§ PROMPT: Report every line in the entries below that contains the word "backpack", copying each one in full.

# START OF LISTING

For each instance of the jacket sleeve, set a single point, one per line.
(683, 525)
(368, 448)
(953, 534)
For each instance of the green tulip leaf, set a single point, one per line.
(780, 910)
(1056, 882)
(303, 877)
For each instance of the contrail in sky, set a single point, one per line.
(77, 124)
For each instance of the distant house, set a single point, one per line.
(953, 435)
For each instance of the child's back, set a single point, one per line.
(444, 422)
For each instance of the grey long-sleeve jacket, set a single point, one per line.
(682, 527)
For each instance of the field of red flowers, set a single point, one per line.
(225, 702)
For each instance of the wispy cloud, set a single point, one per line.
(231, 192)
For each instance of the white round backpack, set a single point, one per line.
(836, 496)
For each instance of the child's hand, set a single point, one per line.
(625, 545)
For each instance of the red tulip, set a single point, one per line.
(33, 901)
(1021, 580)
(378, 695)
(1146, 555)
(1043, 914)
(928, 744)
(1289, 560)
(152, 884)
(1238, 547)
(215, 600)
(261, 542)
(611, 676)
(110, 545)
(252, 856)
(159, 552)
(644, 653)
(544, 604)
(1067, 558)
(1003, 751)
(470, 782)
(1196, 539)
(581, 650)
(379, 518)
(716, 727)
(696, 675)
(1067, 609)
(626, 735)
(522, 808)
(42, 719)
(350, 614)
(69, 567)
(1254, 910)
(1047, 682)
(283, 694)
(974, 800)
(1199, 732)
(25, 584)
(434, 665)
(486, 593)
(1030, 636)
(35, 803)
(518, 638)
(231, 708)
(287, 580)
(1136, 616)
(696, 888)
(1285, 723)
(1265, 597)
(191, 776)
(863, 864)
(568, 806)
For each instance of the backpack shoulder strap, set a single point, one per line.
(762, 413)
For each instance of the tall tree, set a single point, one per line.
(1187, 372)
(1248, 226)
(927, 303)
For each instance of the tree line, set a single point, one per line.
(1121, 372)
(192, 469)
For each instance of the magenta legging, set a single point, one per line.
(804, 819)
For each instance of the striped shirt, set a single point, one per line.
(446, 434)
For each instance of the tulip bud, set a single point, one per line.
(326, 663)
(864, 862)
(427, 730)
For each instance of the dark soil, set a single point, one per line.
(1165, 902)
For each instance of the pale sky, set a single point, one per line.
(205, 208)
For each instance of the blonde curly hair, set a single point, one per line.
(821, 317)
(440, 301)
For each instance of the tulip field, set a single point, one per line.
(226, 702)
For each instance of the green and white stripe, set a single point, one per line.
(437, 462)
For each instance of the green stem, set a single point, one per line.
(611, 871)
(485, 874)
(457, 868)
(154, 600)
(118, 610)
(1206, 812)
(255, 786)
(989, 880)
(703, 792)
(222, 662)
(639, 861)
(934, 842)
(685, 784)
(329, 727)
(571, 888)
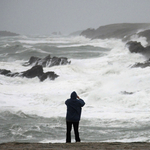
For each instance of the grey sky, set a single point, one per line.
(66, 16)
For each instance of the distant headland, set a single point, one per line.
(120, 30)
(7, 33)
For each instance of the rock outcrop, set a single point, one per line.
(47, 61)
(36, 71)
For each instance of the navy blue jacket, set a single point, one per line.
(74, 108)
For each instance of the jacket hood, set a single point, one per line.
(73, 95)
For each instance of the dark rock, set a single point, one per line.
(47, 61)
(33, 61)
(35, 71)
(135, 47)
(51, 75)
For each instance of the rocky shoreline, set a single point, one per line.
(76, 146)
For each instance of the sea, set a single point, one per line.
(117, 96)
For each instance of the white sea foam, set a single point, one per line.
(112, 90)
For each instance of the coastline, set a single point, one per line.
(76, 146)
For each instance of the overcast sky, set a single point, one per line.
(66, 16)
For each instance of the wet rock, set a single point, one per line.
(35, 71)
(47, 61)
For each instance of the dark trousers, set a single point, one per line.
(76, 132)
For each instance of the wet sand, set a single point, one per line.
(76, 146)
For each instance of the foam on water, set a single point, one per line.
(116, 95)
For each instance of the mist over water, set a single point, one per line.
(100, 72)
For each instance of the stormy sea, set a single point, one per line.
(117, 95)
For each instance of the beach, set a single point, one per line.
(76, 146)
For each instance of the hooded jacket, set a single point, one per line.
(74, 108)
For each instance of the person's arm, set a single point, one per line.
(81, 101)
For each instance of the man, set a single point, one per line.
(73, 116)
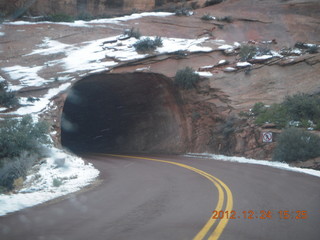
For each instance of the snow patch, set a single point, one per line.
(229, 69)
(69, 171)
(204, 74)
(41, 104)
(243, 64)
(81, 23)
(27, 76)
(273, 164)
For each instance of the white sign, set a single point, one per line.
(267, 137)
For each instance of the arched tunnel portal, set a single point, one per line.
(122, 113)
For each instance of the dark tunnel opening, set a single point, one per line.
(130, 112)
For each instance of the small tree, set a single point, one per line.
(17, 136)
(20, 146)
(296, 145)
(186, 78)
(303, 106)
(148, 45)
(132, 32)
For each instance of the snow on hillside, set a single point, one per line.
(280, 165)
(58, 175)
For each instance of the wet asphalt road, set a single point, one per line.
(143, 199)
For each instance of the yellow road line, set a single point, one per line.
(219, 185)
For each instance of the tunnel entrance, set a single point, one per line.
(131, 112)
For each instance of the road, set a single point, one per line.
(174, 198)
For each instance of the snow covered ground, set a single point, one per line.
(58, 175)
(63, 173)
(273, 164)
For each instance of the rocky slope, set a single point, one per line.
(208, 114)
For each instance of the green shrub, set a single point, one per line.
(20, 146)
(302, 106)
(207, 17)
(7, 98)
(132, 32)
(14, 168)
(247, 52)
(276, 114)
(147, 44)
(212, 2)
(296, 145)
(182, 12)
(313, 49)
(186, 78)
(57, 182)
(227, 19)
(61, 17)
(258, 108)
(303, 109)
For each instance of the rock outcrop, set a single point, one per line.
(76, 7)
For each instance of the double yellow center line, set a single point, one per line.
(223, 190)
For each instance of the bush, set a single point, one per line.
(183, 12)
(57, 182)
(207, 17)
(227, 19)
(296, 145)
(7, 98)
(147, 44)
(276, 114)
(17, 136)
(302, 106)
(132, 32)
(212, 2)
(186, 78)
(299, 110)
(15, 168)
(247, 52)
(258, 108)
(20, 146)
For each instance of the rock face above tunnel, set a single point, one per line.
(133, 112)
(76, 7)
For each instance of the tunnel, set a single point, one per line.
(124, 113)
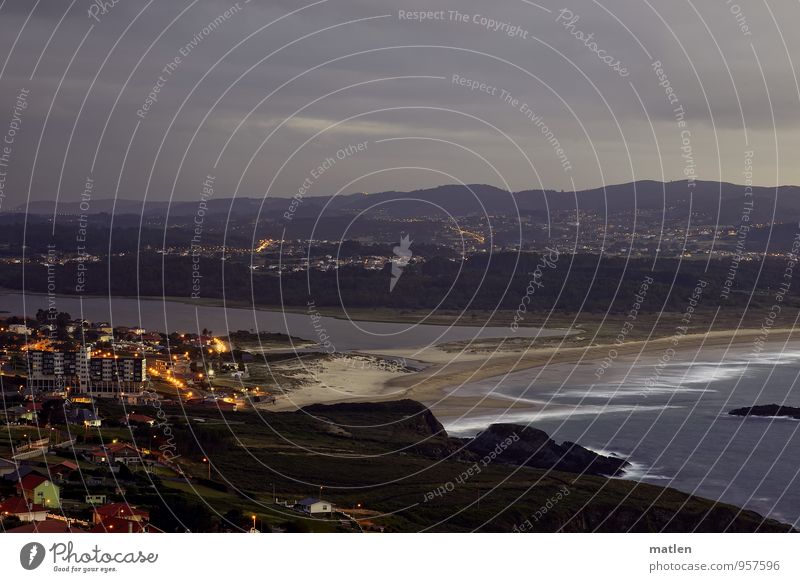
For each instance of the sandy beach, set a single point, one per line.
(452, 366)
(438, 385)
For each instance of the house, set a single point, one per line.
(84, 417)
(62, 470)
(120, 525)
(38, 489)
(7, 467)
(117, 453)
(138, 419)
(119, 511)
(16, 475)
(32, 410)
(46, 526)
(313, 506)
(23, 510)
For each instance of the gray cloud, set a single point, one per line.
(400, 78)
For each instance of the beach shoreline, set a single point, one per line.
(437, 385)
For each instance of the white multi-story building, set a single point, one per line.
(79, 372)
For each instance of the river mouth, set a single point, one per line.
(335, 334)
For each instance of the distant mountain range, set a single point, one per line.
(721, 202)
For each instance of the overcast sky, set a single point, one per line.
(263, 97)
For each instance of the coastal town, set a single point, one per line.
(90, 416)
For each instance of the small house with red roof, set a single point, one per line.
(38, 489)
(23, 510)
(138, 419)
(122, 518)
(123, 453)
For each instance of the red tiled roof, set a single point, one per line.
(119, 511)
(46, 526)
(69, 465)
(119, 525)
(18, 505)
(32, 481)
(140, 418)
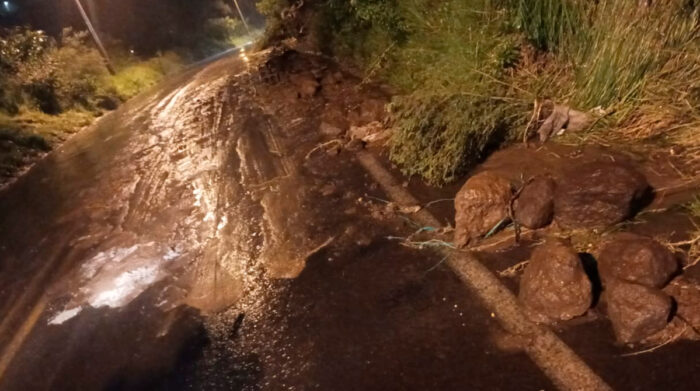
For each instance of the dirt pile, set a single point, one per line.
(636, 311)
(534, 207)
(481, 205)
(636, 259)
(554, 285)
(598, 195)
(686, 293)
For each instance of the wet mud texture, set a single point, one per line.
(145, 254)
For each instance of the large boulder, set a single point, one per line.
(636, 311)
(534, 207)
(686, 293)
(480, 205)
(598, 195)
(635, 258)
(554, 285)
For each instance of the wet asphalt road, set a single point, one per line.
(182, 244)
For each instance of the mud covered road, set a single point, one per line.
(181, 243)
(198, 239)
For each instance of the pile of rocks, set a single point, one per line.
(635, 273)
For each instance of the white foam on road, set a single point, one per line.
(65, 316)
(114, 277)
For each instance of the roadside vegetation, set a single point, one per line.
(52, 87)
(473, 72)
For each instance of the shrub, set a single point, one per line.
(133, 79)
(441, 137)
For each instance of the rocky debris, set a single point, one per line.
(334, 116)
(554, 285)
(534, 207)
(306, 84)
(329, 130)
(635, 258)
(480, 205)
(370, 133)
(331, 79)
(686, 292)
(598, 194)
(354, 145)
(369, 110)
(636, 311)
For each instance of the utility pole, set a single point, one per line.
(95, 37)
(240, 13)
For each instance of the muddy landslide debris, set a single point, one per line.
(554, 285)
(534, 207)
(480, 205)
(686, 292)
(636, 311)
(638, 259)
(598, 194)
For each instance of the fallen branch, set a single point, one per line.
(322, 146)
(654, 348)
(513, 270)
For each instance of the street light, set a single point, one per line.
(95, 37)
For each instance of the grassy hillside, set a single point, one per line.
(472, 72)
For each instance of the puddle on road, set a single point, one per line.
(115, 277)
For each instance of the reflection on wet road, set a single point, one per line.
(181, 244)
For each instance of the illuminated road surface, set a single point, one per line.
(182, 244)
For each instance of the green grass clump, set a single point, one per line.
(136, 77)
(441, 137)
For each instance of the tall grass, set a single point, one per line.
(469, 70)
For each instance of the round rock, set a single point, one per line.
(554, 285)
(598, 194)
(534, 207)
(636, 311)
(686, 293)
(480, 205)
(635, 258)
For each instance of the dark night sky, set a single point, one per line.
(148, 25)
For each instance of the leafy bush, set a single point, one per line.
(134, 78)
(441, 137)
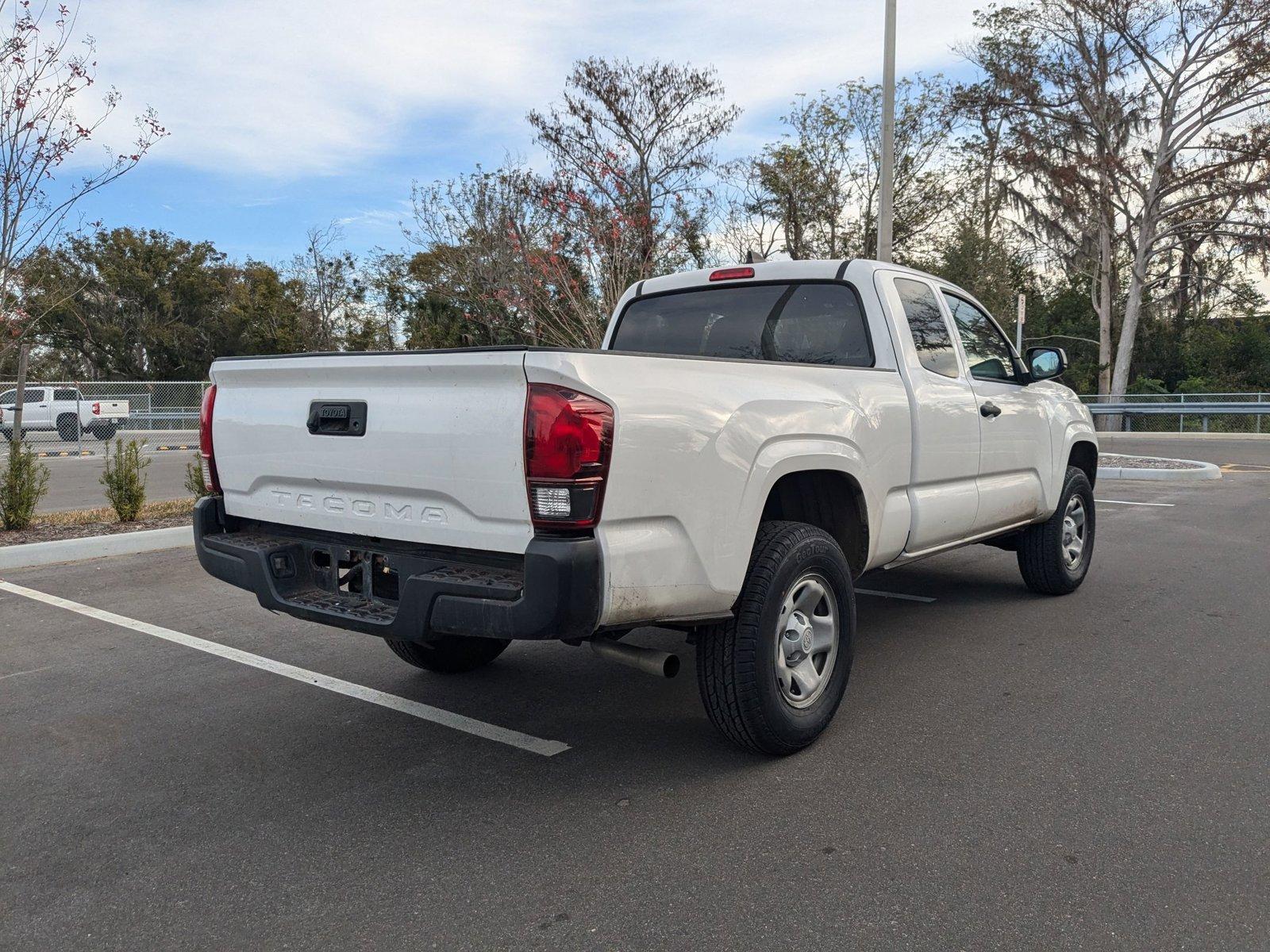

# END OF LISTING

§ COMPLETE RESPONSE:
For each instance of the white round backpack, set a single point, one per line.
For each instance of the backpack shoulder strap, set a single point, one per line.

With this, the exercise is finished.